• **Text provided**
Scientists present clinical trial results for the first bedside genetic test
How quickly can clinicians accurately determine the way a patient will respond to medication, or their chances of getting a disease? It might even begin the minute they walk in the door. ‘Genotyping by eye’, as Atul Butte from Stanford University phrased it at a recent Xconomy forum, can be as instantaneous as noticing a patient is obese, a factor that increases chances of diabetes more than any known genetic variant today.
More precise genetic tests are fast catching up to this idea of near-instant genotyping as well. Researchers from the University of Ottawa recently demonstrated the success of a ‘bedside’ genetic test to optimize treatments for patients undergoing coronary stent implantations. At the Transcatheter Cardiovascular Therapeutics symposium this week, the lead investigator, Dr. Derek So, presented the results of the RAPID GENE clinical trial, a point-of-care genetic test to identify carriers of a common genetic variant that reduces the efficacy of standard anti-platelet therapies.
Patients who carry the allelic variant CYP2C19*2 respond poorly to Plavix (clopidogrel), the standard anti-platelet therapy administered after cardiac stent procedures for acute coronary syndrome or stable angina. The CYP2C19*2 variant of the cytochrome P450 2C19 gene occurs in about 40% of Asians and 25% of Caucasians, and reduces the carriers’ capacity to efficiently metabolize drugs like clopidogrel. As a result, standard medication does not provide these patients the anti-platelet protection they need.

• **Tasks for this exercise**
[1] Revise the passage of the bedside genetic test article from "Scientists present clinical" up to and including "genetic variant today.", putting "physicians" in place of "clinicians".
[2] Decide whether each statement agrees with the bedside genetic test article. Answer yes or no for each, and quote the deciding words.
(a) The CYP2C19*2 variant occurs in about 40% of Caucasians.
(b) Dr. Derek So presented the RAPID GENE results at the Transcatheter Cardiovascular Therapeutics symposium.
(c) The bedside genetic test was demonstrated by researchers at Stanford University.

• **Recorded data**
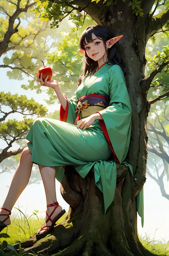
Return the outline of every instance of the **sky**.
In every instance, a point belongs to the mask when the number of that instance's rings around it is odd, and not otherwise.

• **Solution list**
[1]
Scientists present clinical trial results for the first bedside genetic test
How quickly can physicians accurately determine the way a patient will respond to medication, or their chances of getting a disease? It might even begin the minute they walk in the door. ‘Genotyping by eye’, as Atul Butte from Stanford University phrased it at a recent Xconomy forum, can be as instantaneous as noticing a patient is obese, a factor that increases chances of diabetes more than any known genetic variant today.

[2]
(a) No: "occurs in about 40% of Asians and 25% of Caucasians"
(b) Yes: "At the Transcatheter Cardiovascular Therapeutics symposium this week, the lead investigator, Dr. Derek So, presented the results of the RAPID GENE clinical trial"
(c) No: "Researchers from the University of Ottawa recently demonstrated the success of a ‘bedside’ genetic test"